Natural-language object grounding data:
=== Section Start ===
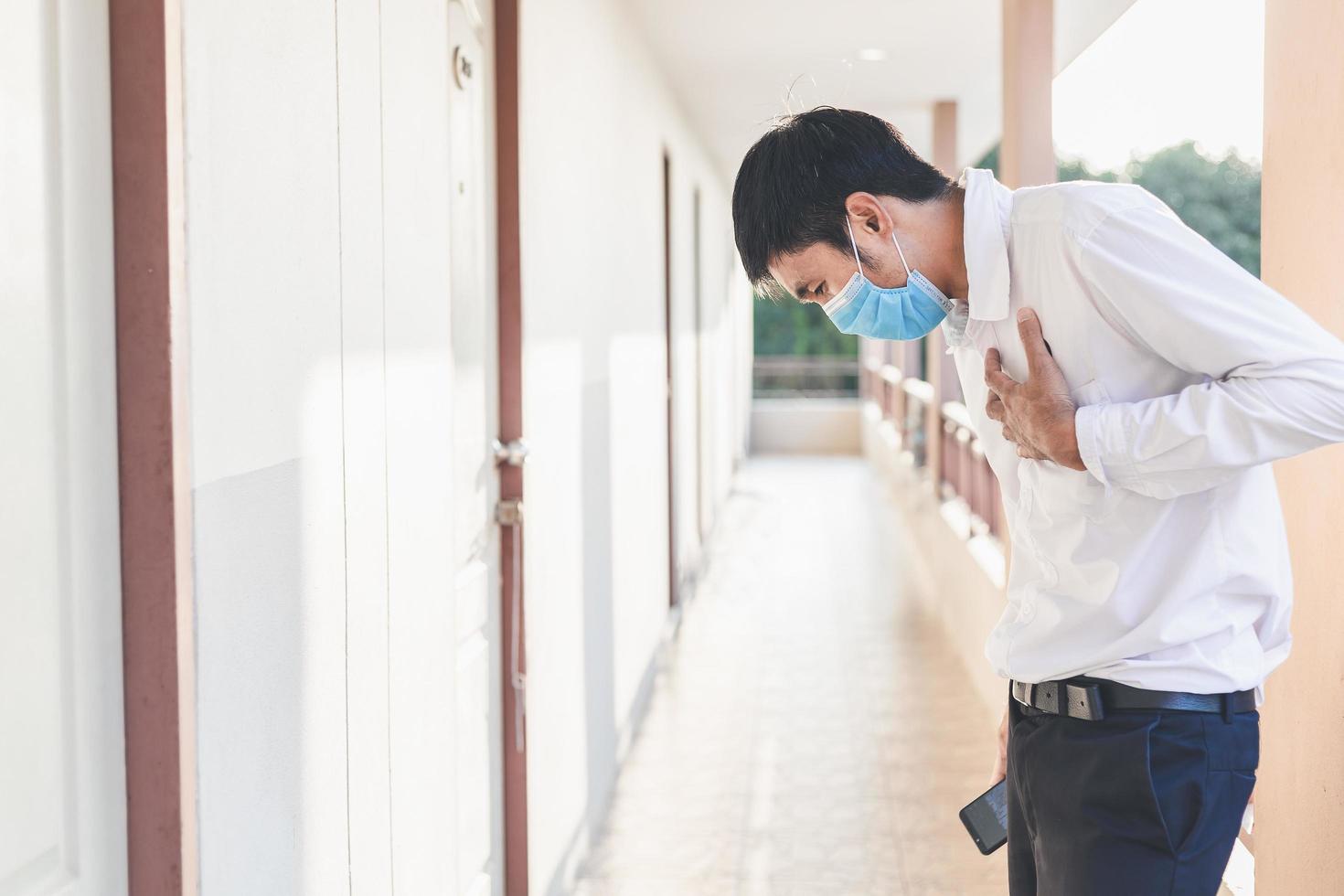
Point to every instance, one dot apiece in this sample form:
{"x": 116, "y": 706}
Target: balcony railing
{"x": 804, "y": 377}
{"x": 966, "y": 473}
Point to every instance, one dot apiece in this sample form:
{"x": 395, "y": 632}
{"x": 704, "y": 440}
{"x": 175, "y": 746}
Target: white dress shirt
{"x": 1166, "y": 564}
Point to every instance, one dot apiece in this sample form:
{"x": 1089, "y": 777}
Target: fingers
{"x": 1032, "y": 340}
{"x": 995, "y": 378}
{"x": 1001, "y": 762}
{"x": 995, "y": 409}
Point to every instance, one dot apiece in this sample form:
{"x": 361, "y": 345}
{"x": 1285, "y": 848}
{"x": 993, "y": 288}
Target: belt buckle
{"x": 1083, "y": 701}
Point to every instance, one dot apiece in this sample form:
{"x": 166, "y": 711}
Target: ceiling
{"x": 735, "y": 65}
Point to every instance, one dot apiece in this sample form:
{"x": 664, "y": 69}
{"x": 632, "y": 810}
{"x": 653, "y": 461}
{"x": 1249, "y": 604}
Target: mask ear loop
{"x": 900, "y": 252}
{"x": 855, "y": 245}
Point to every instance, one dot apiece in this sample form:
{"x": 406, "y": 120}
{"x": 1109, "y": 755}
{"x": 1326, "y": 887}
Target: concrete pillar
{"x": 945, "y": 160}
{"x": 1027, "y": 154}
{"x": 945, "y": 137}
{"x": 1300, "y": 792}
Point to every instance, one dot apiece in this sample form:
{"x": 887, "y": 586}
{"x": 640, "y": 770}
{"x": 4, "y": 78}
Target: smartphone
{"x": 987, "y": 818}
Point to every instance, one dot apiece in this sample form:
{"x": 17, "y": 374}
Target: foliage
{"x": 789, "y": 326}
{"x": 1218, "y": 199}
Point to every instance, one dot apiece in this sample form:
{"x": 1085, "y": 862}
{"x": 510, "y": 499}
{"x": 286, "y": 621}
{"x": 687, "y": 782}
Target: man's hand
{"x": 1001, "y": 763}
{"x": 1037, "y": 415}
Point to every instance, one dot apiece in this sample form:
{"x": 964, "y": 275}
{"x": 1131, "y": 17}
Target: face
{"x": 820, "y": 271}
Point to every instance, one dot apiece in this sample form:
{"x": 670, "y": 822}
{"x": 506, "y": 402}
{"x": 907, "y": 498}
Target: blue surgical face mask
{"x": 903, "y": 312}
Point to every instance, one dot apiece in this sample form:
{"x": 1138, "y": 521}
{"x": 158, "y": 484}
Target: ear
{"x": 866, "y": 212}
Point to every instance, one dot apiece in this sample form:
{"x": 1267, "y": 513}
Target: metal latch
{"x": 508, "y": 512}
{"x": 511, "y": 453}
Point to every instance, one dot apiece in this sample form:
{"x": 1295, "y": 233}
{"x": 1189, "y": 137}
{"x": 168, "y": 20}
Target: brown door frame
{"x": 152, "y": 426}
{"x": 511, "y": 427}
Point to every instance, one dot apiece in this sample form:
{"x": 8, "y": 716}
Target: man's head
{"x": 814, "y": 172}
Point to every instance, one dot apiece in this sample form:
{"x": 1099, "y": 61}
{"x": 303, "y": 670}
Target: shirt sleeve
{"x": 1273, "y": 379}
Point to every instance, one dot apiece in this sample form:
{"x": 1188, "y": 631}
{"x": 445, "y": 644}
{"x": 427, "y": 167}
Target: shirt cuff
{"x": 1086, "y": 429}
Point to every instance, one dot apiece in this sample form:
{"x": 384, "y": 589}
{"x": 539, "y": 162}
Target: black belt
{"x": 1085, "y": 698}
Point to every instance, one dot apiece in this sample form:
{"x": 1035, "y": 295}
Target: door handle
{"x": 512, "y": 453}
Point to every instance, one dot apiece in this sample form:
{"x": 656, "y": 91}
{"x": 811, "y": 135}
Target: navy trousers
{"x": 1138, "y": 804}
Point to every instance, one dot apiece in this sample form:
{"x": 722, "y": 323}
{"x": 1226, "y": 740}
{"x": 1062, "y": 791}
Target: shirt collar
{"x": 986, "y": 240}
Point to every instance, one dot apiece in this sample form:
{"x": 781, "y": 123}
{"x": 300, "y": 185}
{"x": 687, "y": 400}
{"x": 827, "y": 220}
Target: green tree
{"x": 788, "y": 326}
{"x": 1218, "y": 199}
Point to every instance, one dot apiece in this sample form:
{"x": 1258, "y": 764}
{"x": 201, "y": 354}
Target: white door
{"x": 443, "y": 484}
{"x": 62, "y": 763}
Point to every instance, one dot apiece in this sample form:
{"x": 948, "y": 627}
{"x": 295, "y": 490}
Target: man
{"x": 1131, "y": 386}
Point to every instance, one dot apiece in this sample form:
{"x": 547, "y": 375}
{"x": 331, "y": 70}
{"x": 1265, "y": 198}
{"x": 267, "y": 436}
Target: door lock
{"x": 511, "y": 453}
{"x": 508, "y": 512}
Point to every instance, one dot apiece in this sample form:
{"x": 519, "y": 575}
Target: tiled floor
{"x": 785, "y": 749}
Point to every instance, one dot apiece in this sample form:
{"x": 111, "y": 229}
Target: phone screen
{"x": 987, "y": 818}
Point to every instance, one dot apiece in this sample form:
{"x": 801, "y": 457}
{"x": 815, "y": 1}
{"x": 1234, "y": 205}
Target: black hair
{"x": 791, "y": 188}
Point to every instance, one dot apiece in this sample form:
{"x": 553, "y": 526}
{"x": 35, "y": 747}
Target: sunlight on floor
{"x": 809, "y": 733}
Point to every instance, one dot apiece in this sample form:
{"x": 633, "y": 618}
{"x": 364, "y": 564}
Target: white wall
{"x": 595, "y": 120}
{"x": 323, "y": 411}
{"x": 315, "y": 208}
{"x": 62, "y": 755}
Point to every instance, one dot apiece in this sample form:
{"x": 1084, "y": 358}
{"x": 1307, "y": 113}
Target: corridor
{"x": 808, "y": 732}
=== Section End ===
§ Aim of the exercise: Write out the data again word for word, minus any images.

§ Written response:
Point to every instance, one dot apiece in this sample form:
{"x": 116, "y": 706}
Target: balcony railing
{"x": 804, "y": 377}
{"x": 966, "y": 473}
Point to every instance, one dot apiece in this sample form:
{"x": 395, "y": 632}
{"x": 704, "y": 440}
{"x": 175, "y": 746}
Target: white dress shirt
{"x": 1166, "y": 564}
Point to every instance, one dot apiece in this sample form:
{"x": 1089, "y": 777}
Target: fingers
{"x": 1032, "y": 340}
{"x": 995, "y": 378}
{"x": 1001, "y": 762}
{"x": 995, "y": 409}
Point to every instance, one dot apiece in this sample form:
{"x": 361, "y": 345}
{"x": 1285, "y": 848}
{"x": 993, "y": 288}
Target: belt buckle
{"x": 1083, "y": 701}
Point to every instance, one dot apiece in this sample form:
{"x": 166, "y": 711}
Target: ceiling
{"x": 735, "y": 65}
Point to every instance, one dot apiece in this sample form:
{"x": 664, "y": 69}
{"x": 632, "y": 810}
{"x": 653, "y": 461}
{"x": 1249, "y": 604}
Target: mask ear loop
{"x": 900, "y": 252}
{"x": 855, "y": 245}
Point to every instance, one dot apiece in this sample form:
{"x": 406, "y": 120}
{"x": 1109, "y": 755}
{"x": 1326, "y": 887}
Target: concrete pillar
{"x": 945, "y": 160}
{"x": 1027, "y": 154}
{"x": 945, "y": 137}
{"x": 1300, "y": 792}
Point to every instance, one dot apiece in this sample form:
{"x": 887, "y": 586}
{"x": 640, "y": 770}
{"x": 4, "y": 78}
Target: smartphone
{"x": 987, "y": 818}
Point to every instance, one dot apiece in this sample form:
{"x": 17, "y": 374}
Target: foliage
{"x": 789, "y": 326}
{"x": 1218, "y": 199}
Point to every instance, one dot apiece in this sample form:
{"x": 1085, "y": 862}
{"x": 510, "y": 499}
{"x": 286, "y": 621}
{"x": 687, "y": 782}
Target: man's hand
{"x": 1001, "y": 763}
{"x": 1037, "y": 415}
Point to every instance, one dot apiece in this sample form:
{"x": 964, "y": 275}
{"x": 1131, "y": 17}
Target: face
{"x": 820, "y": 271}
Point to every instance, one dot apiece in this sample form:
{"x": 670, "y": 822}
{"x": 506, "y": 402}
{"x": 907, "y": 498}
Target: blue surgical face mask
{"x": 903, "y": 312}
Point to every instance, one dot apiece in this sample form:
{"x": 1138, "y": 521}
{"x": 158, "y": 484}
Target: ear
{"x": 866, "y": 212}
Point to every instance, one dot apiece in this sample form:
{"x": 1267, "y": 513}
Target: metal latch
{"x": 508, "y": 512}
{"x": 511, "y": 453}
Point to every instance, one dot apiece in this sample form:
{"x": 1295, "y": 233}
{"x": 1189, "y": 137}
{"x": 168, "y": 20}
Target: brown door frame
{"x": 152, "y": 426}
{"x": 511, "y": 427}
Point to every instance, one dot apiece in this sample form:
{"x": 8, "y": 716}
Target: man's head
{"x": 814, "y": 172}
Point to every instance, one dot apiece in this sample form:
{"x": 1099, "y": 61}
{"x": 303, "y": 670}
Target: shirt sleeve
{"x": 1273, "y": 379}
Point to every instance, one dot apiece in this sample form:
{"x": 1188, "y": 631}
{"x": 445, "y": 644}
{"x": 427, "y": 167}
Target: shirt cuff
{"x": 1086, "y": 429}
Point to every instance, one dot apiece in this sample form:
{"x": 384, "y": 589}
{"x": 539, "y": 162}
Target: black belt
{"x": 1085, "y": 698}
Point to every instance, one dot apiece in this sample form:
{"x": 1035, "y": 295}
Target: door handle
{"x": 512, "y": 453}
Point to every instance, one dot apiece in this sample form:
{"x": 656, "y": 91}
{"x": 811, "y": 135}
Target: navy trousers
{"x": 1138, "y": 804}
Point to every instance, one dot apiece in this sample form:
{"x": 722, "y": 323}
{"x": 1226, "y": 740}
{"x": 1062, "y": 791}
Target: shirt collar
{"x": 986, "y": 240}
Point to every instance, one dot apiece in this sample form:
{"x": 781, "y": 123}
{"x": 300, "y": 185}
{"x": 687, "y": 400}
{"x": 827, "y": 220}
Target: green tree
{"x": 788, "y": 326}
{"x": 1218, "y": 199}
Point to every instance, one dot apiece in this sample form:
{"x": 1258, "y": 764}
{"x": 201, "y": 354}
Target: white door
{"x": 443, "y": 484}
{"x": 62, "y": 763}
Point to every instance, one dot apiece in this sample form:
{"x": 948, "y": 627}
{"x": 295, "y": 490}
Target: man
{"x": 1131, "y": 386}
Point to every instance, one dot apiece in this sample form:
{"x": 547, "y": 375}
{"x": 331, "y": 70}
{"x": 1265, "y": 198}
{"x": 267, "y": 436}
Target: door lock
{"x": 511, "y": 453}
{"x": 508, "y": 512}
Point to every instance, one dot apiece in this sample form:
{"x": 519, "y": 575}
Target: tiled floor
{"x": 785, "y": 749}
Point to every instance, one dot apiece in this sample form:
{"x": 111, "y": 229}
Target: phone screen
{"x": 987, "y": 818}
Point to every instance, one dot apiece in this sample form:
{"x": 801, "y": 457}
{"x": 815, "y": 1}
{"x": 1234, "y": 205}
Target: black hair
{"x": 791, "y": 188}
Point to every instance, one dot apiece in this sample form:
{"x": 553, "y": 526}
{"x": 35, "y": 747}
Target: sunlight on floor
{"x": 809, "y": 733}
Point to every instance, one dot apiece in this sample form:
{"x": 633, "y": 618}
{"x": 364, "y": 564}
Target: white wall
{"x": 595, "y": 120}
{"x": 323, "y": 411}
{"x": 315, "y": 208}
{"x": 62, "y": 755}
Point to every instance, one dot apiece in this sample form:
{"x": 1084, "y": 358}
{"x": 1307, "y": 113}
Target: corridor
{"x": 808, "y": 732}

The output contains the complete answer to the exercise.